Musician, sleuth and free man of color Benjamin January gets mixed in politics, with murderous results.
"The historical backdrop is vivid, and the writing is exquisite. One of the best in a not-to-be-missed series" - Booklist Starred Review
September, 1840. A giant rally is being planned in New Orleans to stir up support for presidential candidate William Henry Harrison: the Indian-killing, hard-cider-drinking, wannabe "people's president". Trained surgeon turned piano-player Benjamin January has little use for politicians. But the run-up to the rally is packed with balls and dinner parties, and the meagre pay is sorely needed.
Soon, however, January has more to worry about than keeping his beloved family fed and safe. During an elegant reception thrown by New Orleans' local Whig notables, the son of a prominent politician gets into a fist-fight with a rival over beautiful young flirt Marie-Joyeuse Maginot - and, the day after the rally is over, Marie-Joyeuse turns up dead. The only black person amongst the initial suspects is arrested immediately: January's dear friend, Catherine Clisson.
With Catherine's life on the line, January is determined to uncover the truth and prove her innocence. But his adversaries are powerful politicians, and the clock is ticking . . .
Barbara Hambly, though a native of Southern California, lived in New Orleans for many years while married to the late science fiction writer George Alec Effinger. Hambly holds a degree in medieval history from the University of California and has written novels in numerous genres.

_Assigned task 1_
How would you sum up the book description in two sentences?
_Assigned task 2_
Do these statements agree with the book description? (a) Benjamin January was trained as a surgeon. (b) Marie-Joyeuse Maginot is found dead before the rally takes place. (c) Barbara Hambly is a native of New Orleans.
Rely only on the book description.

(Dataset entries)
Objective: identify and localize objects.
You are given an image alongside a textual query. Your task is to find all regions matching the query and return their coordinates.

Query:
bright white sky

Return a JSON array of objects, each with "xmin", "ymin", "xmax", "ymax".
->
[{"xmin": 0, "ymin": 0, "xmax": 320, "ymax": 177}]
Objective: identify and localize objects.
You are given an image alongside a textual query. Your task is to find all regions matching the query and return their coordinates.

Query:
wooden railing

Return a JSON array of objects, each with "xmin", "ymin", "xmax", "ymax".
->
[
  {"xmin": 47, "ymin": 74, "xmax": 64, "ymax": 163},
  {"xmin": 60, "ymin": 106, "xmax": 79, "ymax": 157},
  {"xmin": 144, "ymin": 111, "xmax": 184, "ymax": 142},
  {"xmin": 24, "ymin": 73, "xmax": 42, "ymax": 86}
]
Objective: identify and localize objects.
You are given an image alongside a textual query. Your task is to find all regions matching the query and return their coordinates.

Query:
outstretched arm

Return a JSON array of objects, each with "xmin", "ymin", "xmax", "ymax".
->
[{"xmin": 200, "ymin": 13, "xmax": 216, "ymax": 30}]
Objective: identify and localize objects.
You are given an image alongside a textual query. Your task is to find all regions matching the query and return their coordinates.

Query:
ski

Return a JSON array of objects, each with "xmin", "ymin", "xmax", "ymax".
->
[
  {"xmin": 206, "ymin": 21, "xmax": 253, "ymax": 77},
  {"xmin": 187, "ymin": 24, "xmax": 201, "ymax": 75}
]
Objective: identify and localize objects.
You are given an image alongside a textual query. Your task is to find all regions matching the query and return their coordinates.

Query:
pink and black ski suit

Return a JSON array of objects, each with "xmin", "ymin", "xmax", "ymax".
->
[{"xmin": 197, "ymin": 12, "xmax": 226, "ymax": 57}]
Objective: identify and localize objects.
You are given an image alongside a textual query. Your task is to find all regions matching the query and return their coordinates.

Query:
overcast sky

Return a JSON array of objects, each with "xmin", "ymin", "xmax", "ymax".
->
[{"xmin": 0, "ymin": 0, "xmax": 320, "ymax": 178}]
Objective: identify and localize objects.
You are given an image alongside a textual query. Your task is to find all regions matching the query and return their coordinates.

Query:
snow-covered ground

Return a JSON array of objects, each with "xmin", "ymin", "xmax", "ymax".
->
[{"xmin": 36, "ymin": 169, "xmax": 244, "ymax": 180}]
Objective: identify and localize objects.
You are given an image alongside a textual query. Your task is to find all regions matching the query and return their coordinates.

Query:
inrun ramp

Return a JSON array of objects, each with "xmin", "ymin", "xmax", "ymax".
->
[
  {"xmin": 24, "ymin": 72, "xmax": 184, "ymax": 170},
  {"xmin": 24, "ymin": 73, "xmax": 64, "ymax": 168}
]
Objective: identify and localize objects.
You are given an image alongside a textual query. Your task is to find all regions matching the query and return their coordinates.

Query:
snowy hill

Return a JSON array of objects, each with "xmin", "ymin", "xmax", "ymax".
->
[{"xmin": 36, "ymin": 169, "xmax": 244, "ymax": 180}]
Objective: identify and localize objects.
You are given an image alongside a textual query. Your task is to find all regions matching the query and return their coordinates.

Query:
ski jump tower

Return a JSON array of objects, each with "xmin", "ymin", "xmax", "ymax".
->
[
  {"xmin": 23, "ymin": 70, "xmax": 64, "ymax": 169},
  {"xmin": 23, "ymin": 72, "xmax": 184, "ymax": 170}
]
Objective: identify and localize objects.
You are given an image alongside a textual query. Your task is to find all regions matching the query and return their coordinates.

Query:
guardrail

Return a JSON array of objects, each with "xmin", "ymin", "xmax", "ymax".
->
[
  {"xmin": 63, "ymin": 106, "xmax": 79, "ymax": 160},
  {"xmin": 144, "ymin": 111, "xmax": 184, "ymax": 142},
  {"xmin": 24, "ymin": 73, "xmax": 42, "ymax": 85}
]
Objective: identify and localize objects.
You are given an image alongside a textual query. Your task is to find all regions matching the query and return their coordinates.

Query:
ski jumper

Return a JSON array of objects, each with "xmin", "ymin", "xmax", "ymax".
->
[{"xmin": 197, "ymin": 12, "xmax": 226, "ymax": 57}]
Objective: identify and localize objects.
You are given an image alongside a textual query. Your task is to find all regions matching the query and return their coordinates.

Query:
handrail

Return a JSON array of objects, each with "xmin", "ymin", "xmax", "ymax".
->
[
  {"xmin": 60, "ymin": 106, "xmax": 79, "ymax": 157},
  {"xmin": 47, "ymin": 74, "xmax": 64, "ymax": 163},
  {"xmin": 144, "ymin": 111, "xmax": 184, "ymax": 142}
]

_Task answer 1_
In September 1840, as New Orleans prepares a huge rally for presidential candidate William Henry Harrison, surgeon-turned-pianist Benjamin January takes needed work playing at the political balls and parties. When flirt Marie-Joyeuse Maginot turns up dead the day after the rally and his dear friend Catherine Clisson is arrested, January sets out to prove her innocence against powerful politicians.

_Task answer 2_
(a) Yes: "Trained surgeon turned piano-player Benjamin January"
(b) No: "the day after the rally is over, Marie-Joyeuse turns up dead"
(c) No: "Barbara Hambly, though a native of Southern California, lived in New Orleans for many years"